== PAGE ==

Nevin Brackett-Rozinsky

unread,

Apr 17, 2015, 5:30:20 PM4/17/15

to electio...@googlegroups.com

I don’t quite follow. Suppose a voter happens to fall at exactly the center of the political spectrum for every issue. In other words, let v_i = 0 for every issue i. Now the sum you describe would equal zero for every candidate, regardless of how close or far their positions are to the voter’s. Or am I missing something?

Nevin

Dick Burkhart

unread,

Apr 18, 2015, 2:03:19 AM4/18/15

to electio...@googlegroups.com

That’s how correlation works. If you’re in the middle, it wouldn’t make sense to say that you were correlated with any higher rating, or with any lower rating. And in my clustering application I’m only looking for voters with at least a somewhat positive correlation with the central vector of the cluster, even for only partial membership in the cluster. That is for me, these voting blocks are “fuzzy sets”. Also a certain fraction of voters will end up being classified as “independent” voters, since they don’t identify well with any cluster. Your dead-center voter would be one of these.

Dick Burkhart

4802 S Othello St, Seattle, WA 98118

206-721-5672 (home) 206-851-0027 (cell)

dick...@gmail.com

From: electio...@googlegroups.com [mailto:electio...@googlegroups.com] On Behalf Of Nevin Brackett-Rozinsky

Sent: April 17, 2015 2:30 PM
To: electio...@googlegroups.com

--

Nevin Brackett-Rozinsky

unread,

Apr 18, 2015, 3:46:19 AM4/18/15

to electio...@googlegroups.com

It sounds like we may be modeling things quite differently. I am not creating any blocs or clusters—instead, each of my voters acts as an individual, and determines the utility of each candidate to her or him according to how closely their views match on each issue.

In particular, a voter with position 0 on a given issue does not ignore that issue, but rather it means she or he wants to vote for candidates who also have positions near 0, not those with extreme positions in either the positive or negative direction. So it really is the distance between the voter and the candidate that matters in my model.

Nevin

Dick Burkhart

unread,

Apr 19, 2015, 1:04:25 AM4/19/15

to electio...@googlegroups.com

You might want to rethink that interpretation. In my experience a middle, or 0 rating, usually means that the person either doesn’t know much about the issue or doesn’t care much about it. So your distance metric may be misleading.

Dick Burkhart

4802 S Othello St, Seattle, WA 98118

206-721-5672 (home) 206-851-0027 (cell)

dick...@gmail.com

From: electio...@googlegroups.com [mailto:electio...@googlegroups.com] On Behalf Of Nevin Brackett-Rozinsky

Sent: April 18, 2015 12:46 AM
To: electio...@googlegroups.com

--

Nevin Brackett-Rozinsky

unread,

Apr 19, 2015, 4:45:10 AM4/19/15

to electio...@googlegroups.com

Perhaps I should explain what I mean when I say “issue”. I am talking about a continuous political axis along which a person may hold any position in the spectrum. For example, there is the traditional “left-right” axis, where some people are very far to one side or the other, some people are less far, and yet more people are near the center.

===
== ENTRIES SHOWN ==

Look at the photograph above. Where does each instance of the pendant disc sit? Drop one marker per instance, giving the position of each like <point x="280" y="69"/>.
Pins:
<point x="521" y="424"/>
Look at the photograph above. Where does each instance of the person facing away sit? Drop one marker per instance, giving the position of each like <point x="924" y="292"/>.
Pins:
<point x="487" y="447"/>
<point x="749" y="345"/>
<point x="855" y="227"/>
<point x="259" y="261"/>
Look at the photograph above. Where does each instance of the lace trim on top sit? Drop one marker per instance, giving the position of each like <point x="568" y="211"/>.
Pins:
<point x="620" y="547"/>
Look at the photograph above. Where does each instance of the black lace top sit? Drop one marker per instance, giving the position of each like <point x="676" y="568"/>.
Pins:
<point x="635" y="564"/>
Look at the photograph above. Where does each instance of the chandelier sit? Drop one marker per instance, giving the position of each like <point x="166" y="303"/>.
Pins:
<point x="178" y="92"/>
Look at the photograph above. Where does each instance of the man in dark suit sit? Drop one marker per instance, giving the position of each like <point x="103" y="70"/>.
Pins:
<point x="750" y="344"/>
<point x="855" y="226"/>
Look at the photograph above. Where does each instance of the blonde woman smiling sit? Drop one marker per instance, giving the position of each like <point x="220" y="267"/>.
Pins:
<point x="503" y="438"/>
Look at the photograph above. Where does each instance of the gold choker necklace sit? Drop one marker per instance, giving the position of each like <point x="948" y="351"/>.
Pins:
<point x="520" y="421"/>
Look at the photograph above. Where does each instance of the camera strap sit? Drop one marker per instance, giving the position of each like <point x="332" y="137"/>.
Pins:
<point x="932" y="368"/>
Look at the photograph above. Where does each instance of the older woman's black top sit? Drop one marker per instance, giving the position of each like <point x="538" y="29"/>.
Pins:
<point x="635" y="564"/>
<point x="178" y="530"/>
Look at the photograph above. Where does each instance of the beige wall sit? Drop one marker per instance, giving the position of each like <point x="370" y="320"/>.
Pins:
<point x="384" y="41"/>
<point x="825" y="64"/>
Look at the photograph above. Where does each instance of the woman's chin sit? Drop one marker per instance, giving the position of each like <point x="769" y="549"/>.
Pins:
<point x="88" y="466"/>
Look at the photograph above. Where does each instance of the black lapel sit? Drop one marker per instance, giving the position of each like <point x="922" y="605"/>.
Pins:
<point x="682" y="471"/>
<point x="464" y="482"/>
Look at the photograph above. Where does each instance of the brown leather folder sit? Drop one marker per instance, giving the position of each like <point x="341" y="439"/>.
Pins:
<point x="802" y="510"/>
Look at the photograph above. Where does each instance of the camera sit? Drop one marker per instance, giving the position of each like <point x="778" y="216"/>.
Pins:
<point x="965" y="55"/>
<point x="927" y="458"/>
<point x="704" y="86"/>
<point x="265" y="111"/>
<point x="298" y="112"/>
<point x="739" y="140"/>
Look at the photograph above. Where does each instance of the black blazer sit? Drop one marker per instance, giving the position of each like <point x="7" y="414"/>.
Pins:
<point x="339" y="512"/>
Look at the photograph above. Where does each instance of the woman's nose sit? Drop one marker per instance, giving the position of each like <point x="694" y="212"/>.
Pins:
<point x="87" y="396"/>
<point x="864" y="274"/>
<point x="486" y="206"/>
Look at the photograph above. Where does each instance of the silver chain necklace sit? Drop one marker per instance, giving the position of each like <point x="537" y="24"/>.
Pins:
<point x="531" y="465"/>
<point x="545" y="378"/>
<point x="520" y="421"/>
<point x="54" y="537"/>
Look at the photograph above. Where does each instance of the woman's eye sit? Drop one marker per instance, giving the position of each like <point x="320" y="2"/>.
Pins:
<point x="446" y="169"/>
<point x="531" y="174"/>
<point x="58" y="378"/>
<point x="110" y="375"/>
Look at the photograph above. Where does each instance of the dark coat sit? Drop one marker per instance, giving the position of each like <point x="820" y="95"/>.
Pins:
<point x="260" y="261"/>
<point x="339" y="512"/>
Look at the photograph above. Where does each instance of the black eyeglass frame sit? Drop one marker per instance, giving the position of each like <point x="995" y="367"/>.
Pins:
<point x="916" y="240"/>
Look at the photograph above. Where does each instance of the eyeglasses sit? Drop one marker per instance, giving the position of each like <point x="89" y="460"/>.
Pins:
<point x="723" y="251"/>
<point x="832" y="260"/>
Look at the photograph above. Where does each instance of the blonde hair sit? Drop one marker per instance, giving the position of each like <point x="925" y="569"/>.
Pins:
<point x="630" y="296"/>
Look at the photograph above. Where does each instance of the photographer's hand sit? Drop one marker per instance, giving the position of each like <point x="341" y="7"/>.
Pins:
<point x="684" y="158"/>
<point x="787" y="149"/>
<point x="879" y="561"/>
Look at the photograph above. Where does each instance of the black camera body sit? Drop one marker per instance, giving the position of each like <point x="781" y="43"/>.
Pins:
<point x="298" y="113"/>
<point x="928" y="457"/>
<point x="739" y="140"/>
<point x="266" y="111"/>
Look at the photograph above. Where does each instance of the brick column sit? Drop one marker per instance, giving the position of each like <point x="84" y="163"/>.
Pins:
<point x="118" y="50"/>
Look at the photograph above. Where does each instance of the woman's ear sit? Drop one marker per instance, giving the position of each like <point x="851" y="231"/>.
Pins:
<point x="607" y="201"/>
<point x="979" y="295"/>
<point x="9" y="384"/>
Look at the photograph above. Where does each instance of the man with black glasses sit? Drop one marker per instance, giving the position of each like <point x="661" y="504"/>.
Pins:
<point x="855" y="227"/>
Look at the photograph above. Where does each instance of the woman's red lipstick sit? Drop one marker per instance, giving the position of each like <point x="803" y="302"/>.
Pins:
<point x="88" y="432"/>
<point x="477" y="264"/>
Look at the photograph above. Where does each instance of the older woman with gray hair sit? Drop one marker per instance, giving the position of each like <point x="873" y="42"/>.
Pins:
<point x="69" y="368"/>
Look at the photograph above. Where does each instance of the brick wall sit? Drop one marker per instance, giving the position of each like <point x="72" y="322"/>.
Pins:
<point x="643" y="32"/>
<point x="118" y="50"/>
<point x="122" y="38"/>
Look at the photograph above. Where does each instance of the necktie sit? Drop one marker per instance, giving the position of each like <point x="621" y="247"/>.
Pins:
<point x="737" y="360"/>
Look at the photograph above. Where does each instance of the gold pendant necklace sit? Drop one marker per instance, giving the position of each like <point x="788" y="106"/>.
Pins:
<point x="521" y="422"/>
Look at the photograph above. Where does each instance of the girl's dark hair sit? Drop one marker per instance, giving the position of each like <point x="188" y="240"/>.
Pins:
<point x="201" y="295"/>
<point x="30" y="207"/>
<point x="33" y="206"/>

===

* **WHAT THE TASK REQUIRES**: In the thread on voting models, what does Dick Burkhart say a middle, or 0, rating usually means? The material shown above is separate from the thread on voting models.

* **EXERCISE SOLUTION**: It usually means the person either doesn't know much about the issue or doesn't care much about it.